Requirement 1 ->
In the income tax passage, answer these:
(a) What was consolidated domestic income from continuing operations before income taxes and noncontrolling interests for fiscal 2010?
(b) What was the consolidated non-U.S. result before income taxes and noncontrolling interests for fiscal 2009?
(c) How much was paid in income taxes for fiscal 2011?
Requirement 2 ->
What are all the figures the income tax passage gives for consolidated income or loss from continuing operations before income taxes and noncontrolling interests? Give each with its fiscal year and whether it is domestic or non-U.S.

--- Exercise passage ---

Provision for income taxes
  $ 370     $ 197     $ 32  
 
                 
Consolidated domestic income from continuing operations before income taxes and noncontrolling interests for the fiscal years ended September 30, 2011, 2010 and 2009 was income of $787 million, income of $666 million and loss of $263 million, respectively. Consolidated non-U.S. income from continuing operations before income taxes and noncontrolling interests for the fiscal years ended September 30, 2011, 2010 and 2009 was income of $1,324 million, income of $1,097 million and loss of $55 million, respectively.
Income taxes paid for the fiscal years ended September 30, 2011, 2010 and 2009 were $384 million, $535 million and $326 million, respectively.

--- Source data ---

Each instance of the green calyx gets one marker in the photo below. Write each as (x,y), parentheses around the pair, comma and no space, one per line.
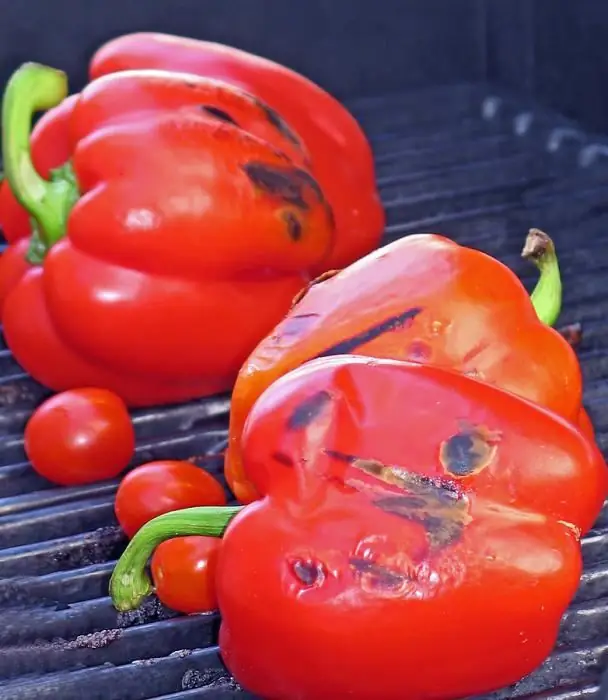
(130,583)
(547,294)
(33,88)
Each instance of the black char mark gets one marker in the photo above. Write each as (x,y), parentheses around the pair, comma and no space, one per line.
(308,572)
(304,414)
(294,225)
(443,521)
(436,504)
(218,114)
(282,458)
(468,452)
(393,323)
(381,575)
(286,183)
(279,123)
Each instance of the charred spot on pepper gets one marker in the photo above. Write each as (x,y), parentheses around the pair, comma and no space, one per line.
(419,351)
(308,410)
(294,225)
(276,120)
(443,523)
(219,114)
(381,576)
(286,183)
(282,458)
(469,451)
(436,504)
(390,324)
(309,572)
(303,292)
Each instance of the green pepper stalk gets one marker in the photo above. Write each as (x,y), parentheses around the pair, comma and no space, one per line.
(33,88)
(547,295)
(130,583)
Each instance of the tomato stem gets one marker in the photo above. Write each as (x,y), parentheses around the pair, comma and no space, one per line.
(130,583)
(547,295)
(33,88)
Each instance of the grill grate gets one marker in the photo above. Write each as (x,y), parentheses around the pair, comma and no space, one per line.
(478,166)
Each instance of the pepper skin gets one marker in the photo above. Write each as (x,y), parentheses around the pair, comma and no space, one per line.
(420,535)
(50,148)
(342,160)
(172,241)
(425,299)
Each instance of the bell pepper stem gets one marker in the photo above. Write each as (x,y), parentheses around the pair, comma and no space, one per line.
(547,294)
(33,88)
(130,583)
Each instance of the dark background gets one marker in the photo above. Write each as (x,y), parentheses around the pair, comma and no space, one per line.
(554,50)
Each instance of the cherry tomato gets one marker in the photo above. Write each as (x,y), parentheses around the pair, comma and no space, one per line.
(80,436)
(161,487)
(183,571)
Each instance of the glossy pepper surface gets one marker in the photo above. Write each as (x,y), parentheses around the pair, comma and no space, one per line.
(341,158)
(412,519)
(424,299)
(171,241)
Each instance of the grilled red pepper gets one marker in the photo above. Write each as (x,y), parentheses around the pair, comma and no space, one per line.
(341,157)
(50,148)
(169,244)
(424,299)
(413,518)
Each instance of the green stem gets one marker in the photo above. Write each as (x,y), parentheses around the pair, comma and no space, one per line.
(33,88)
(130,583)
(547,295)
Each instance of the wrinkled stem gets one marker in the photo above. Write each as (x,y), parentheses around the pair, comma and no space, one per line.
(33,88)
(547,295)
(130,583)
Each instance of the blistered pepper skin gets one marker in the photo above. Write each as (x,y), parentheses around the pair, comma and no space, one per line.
(424,299)
(421,535)
(194,222)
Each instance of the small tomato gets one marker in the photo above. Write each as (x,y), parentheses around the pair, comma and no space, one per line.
(80,436)
(183,570)
(161,487)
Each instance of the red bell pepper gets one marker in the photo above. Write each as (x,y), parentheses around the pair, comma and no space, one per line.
(50,148)
(341,157)
(172,240)
(424,299)
(413,519)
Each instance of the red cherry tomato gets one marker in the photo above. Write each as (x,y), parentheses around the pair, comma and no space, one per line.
(161,487)
(80,436)
(183,571)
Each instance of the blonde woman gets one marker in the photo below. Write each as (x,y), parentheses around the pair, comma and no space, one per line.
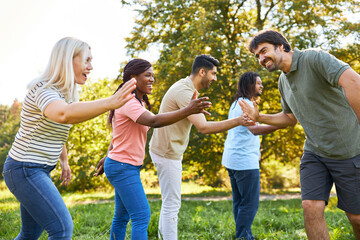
(50,107)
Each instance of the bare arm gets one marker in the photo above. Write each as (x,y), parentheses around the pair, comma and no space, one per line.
(279,119)
(100,166)
(61,112)
(205,127)
(350,81)
(163,119)
(262,129)
(65,168)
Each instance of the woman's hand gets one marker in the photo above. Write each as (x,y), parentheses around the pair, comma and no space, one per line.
(100,167)
(123,95)
(65,173)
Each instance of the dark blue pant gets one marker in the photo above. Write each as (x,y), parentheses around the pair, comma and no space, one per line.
(130,200)
(41,204)
(245,186)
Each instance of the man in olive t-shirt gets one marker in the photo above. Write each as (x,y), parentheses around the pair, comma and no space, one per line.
(323,94)
(168,144)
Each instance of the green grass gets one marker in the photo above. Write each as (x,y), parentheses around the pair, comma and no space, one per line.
(208,220)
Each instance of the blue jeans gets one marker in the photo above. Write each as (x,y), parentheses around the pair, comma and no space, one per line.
(41,205)
(130,200)
(245,186)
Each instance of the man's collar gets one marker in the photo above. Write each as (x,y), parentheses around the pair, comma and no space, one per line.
(295,59)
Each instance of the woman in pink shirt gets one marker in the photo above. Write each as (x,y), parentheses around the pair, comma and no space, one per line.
(127,149)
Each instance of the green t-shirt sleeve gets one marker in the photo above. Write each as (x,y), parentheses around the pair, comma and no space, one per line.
(285,107)
(328,66)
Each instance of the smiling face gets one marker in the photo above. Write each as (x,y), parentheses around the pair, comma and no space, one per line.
(82,67)
(144,82)
(208,77)
(270,56)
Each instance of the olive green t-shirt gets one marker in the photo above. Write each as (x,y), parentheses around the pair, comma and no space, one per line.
(310,91)
(171,141)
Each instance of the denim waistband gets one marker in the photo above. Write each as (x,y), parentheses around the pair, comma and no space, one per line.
(11,163)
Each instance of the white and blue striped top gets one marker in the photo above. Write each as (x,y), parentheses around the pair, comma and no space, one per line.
(39,139)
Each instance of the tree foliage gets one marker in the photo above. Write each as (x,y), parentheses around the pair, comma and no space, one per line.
(182,29)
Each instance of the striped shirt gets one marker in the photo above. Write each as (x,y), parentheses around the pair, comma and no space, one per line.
(39,139)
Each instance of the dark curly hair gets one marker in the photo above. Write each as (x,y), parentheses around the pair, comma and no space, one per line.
(134,67)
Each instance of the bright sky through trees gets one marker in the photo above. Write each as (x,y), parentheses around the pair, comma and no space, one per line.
(29,30)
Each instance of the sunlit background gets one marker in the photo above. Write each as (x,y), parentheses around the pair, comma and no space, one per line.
(29,30)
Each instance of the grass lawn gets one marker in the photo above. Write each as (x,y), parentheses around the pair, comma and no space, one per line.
(211,220)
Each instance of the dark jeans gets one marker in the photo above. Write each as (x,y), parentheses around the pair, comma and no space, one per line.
(130,200)
(41,204)
(245,186)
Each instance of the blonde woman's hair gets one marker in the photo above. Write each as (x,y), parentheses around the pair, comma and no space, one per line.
(59,72)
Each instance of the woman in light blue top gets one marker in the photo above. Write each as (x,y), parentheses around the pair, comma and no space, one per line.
(241,157)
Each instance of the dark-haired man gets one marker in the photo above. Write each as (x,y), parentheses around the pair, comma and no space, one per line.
(168,144)
(323,94)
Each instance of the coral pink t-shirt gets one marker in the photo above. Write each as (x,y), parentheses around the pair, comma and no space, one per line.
(129,137)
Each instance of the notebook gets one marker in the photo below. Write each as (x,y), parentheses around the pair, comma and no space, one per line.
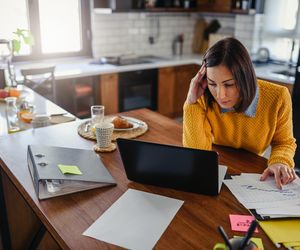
(58,171)
(184,169)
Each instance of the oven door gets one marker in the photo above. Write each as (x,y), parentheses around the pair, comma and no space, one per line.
(138,89)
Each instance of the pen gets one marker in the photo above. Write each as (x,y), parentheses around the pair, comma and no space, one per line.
(249,234)
(225,237)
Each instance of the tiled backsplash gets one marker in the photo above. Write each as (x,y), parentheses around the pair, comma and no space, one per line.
(129,33)
(124,33)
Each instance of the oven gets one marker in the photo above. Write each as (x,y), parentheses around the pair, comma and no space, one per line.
(138,89)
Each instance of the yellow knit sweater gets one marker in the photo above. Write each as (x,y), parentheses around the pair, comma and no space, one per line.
(271,125)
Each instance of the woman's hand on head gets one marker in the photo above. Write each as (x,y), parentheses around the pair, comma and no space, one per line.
(197,86)
(282,174)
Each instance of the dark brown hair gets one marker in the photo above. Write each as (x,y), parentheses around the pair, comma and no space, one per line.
(231,53)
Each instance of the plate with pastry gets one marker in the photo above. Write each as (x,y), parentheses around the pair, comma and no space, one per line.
(125,123)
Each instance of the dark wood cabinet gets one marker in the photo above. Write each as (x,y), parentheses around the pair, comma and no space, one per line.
(173,86)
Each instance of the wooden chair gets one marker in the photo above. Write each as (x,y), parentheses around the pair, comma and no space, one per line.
(41,80)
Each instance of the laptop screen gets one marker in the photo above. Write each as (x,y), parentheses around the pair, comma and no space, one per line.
(185,169)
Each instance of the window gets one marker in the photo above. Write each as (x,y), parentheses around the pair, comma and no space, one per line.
(281,29)
(60,28)
(14,15)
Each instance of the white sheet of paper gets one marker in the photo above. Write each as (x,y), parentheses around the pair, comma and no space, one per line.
(222,172)
(136,220)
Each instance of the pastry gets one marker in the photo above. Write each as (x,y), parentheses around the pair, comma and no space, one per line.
(121,123)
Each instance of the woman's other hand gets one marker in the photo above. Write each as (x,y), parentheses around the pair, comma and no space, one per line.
(197,86)
(282,174)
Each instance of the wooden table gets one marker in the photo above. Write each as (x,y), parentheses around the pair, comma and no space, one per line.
(67,217)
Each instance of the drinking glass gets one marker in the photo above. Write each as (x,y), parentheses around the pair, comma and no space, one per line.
(97,114)
(12,115)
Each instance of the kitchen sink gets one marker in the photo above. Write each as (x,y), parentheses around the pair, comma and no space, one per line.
(286,72)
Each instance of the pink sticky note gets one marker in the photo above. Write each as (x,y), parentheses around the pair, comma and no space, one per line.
(241,223)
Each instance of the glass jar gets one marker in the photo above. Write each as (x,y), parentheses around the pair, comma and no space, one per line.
(25,107)
(12,115)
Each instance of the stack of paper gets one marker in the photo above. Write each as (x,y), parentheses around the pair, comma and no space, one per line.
(263,196)
(266,201)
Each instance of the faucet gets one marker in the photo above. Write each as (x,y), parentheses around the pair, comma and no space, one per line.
(177,44)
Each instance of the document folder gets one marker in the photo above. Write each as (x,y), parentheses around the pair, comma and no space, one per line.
(49,181)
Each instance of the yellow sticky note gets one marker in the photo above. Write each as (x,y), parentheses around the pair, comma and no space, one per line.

---

Response area 1 ->
(a) Income of $666 million
(b) Loss of $55 million
(c) $384 million

Response area 2 ->
- Domestic, 2011: income of $787 million
- Domestic, 2010: income of $666 million
- Domestic, 2009: loss of $263 million
- Non-U.S., 2011: income of $1,324 million
- Non-U.S., 2010: income of $1,097 million
- Non-U.S., 2009: loss of $55 million